- [TEXT BLOCK]
┌────────
In his speech to AIPAC, Netanyahu has repeated a mantra that has defined his thinking throughout his adult life. He said that hatred of radical Islam for Israel has nothing to do with what Israel does, but stems from the fact that Israel is the West's outpost in the Middle East. Ergo, his reasoning implies, Israel can continue doing whatever it wants: it can build in East Jerusalem, it can expand settlements, because this is not the reason for Arab rejectionism. Furthermore he assumes that time is on Israel's side; that every year in which Israel continues its current policy enhances its status. This has now led him to tell Nancy Pelosi that peace talks with the Palestinians may have to wait another year, because their demand for a complete freeze of settlement construction is unacceptable.

The fallacy in Netanyahu's argument is fateful: He takes a grain of truth and builds the wrong argument around it. While there are indeed deep reasons for some aspects of Arab rejectionism, Netanyahu's way of thinking and his policies have become a self-fulfilling prophecy, and are making peaceful coexistence of Israel with the Arab world impossible in the long run.

An alternative point of view has been defended by U.S. Secretary of State Hillary Clinton in her address to AIPAC: She has pointed out that Israel's security is ever more jeopardized by changes in rocket technology, and that both Hezbollah and, to a lesser extent, Hamas, are being armed with rockets that reach farther into Israel and have more destructive power than ever before. Under these circumstances Israel gains no security by holding on to parts of the West Bank, because the threat now has a longer reach. Hence only striving towards ending the conflict with the Palestinians can give Israel the West's unflinching political backing against any political or military threat, and strengthen Arab moderates.
└────────
- [DATA ROWS]
┌────────
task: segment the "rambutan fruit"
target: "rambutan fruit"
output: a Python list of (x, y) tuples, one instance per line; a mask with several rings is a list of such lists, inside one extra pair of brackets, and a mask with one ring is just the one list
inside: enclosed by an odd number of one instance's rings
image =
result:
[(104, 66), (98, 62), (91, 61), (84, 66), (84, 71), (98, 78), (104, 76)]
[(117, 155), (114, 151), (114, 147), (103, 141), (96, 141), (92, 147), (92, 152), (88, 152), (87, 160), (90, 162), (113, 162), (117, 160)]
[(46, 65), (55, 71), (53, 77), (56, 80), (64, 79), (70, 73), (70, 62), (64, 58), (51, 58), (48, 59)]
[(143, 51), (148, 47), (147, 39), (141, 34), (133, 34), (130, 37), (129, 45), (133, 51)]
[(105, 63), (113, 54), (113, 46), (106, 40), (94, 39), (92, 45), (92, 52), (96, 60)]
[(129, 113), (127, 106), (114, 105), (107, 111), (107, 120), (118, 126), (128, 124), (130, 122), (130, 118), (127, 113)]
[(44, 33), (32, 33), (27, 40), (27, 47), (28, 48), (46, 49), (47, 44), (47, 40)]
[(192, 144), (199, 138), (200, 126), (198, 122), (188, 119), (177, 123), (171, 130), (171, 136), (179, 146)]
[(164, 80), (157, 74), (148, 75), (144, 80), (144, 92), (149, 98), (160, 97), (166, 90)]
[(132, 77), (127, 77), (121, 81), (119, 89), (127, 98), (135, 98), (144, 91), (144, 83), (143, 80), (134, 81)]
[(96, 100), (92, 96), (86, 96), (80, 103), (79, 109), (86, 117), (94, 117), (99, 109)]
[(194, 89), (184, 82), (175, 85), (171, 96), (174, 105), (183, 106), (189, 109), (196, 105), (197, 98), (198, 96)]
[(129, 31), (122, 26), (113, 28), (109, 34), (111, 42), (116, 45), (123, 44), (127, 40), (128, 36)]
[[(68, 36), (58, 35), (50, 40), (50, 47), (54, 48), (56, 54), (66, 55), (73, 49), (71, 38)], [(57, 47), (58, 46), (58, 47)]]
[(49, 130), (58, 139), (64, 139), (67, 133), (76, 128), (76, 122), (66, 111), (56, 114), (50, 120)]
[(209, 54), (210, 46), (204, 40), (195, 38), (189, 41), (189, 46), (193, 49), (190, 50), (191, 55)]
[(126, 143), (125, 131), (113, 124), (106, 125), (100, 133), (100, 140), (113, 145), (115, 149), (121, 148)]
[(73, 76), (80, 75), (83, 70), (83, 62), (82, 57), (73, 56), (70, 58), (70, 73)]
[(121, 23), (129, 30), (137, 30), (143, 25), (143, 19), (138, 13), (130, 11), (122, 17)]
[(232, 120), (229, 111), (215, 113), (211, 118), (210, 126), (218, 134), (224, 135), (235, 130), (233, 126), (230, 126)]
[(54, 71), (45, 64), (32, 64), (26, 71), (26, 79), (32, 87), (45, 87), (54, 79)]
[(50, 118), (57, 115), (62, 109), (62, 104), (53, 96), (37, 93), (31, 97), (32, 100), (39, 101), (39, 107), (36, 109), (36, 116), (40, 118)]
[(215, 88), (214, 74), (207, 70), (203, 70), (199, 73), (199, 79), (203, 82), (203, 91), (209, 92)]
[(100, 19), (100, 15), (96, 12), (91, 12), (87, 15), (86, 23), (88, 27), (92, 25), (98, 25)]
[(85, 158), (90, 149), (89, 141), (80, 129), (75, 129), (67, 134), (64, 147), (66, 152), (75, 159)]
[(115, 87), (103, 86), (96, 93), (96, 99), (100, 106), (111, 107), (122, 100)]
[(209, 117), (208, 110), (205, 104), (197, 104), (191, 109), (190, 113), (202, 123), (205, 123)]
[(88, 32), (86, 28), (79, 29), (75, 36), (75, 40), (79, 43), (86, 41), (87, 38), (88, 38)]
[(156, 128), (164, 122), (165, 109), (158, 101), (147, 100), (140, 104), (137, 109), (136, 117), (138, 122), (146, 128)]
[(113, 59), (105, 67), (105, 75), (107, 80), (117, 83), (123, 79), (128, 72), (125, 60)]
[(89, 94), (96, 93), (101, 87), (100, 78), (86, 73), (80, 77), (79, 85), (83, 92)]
└────────
- [TASK]
Answer these questions from the commentary on Netanyahu's AIPAC speech:
(a) Whom did Netanyahu tell that peace talks with the Palestinians may have to wait another year?
(b) Which two groups does Clinton say are being armed with rockets that reach farther into Israel?
(c) What does the commentary say Netanyahu's way of thinking and his policies have become?
The records have nothing to do with the commentary on Netanyahu's AIPAC speech.

- [EXERCISE RESPONSE]
(a) Nancy Pelosi
(b) Hezbollah and, to a lesser extent, Hamas
(c) A self-fulfilling prophecy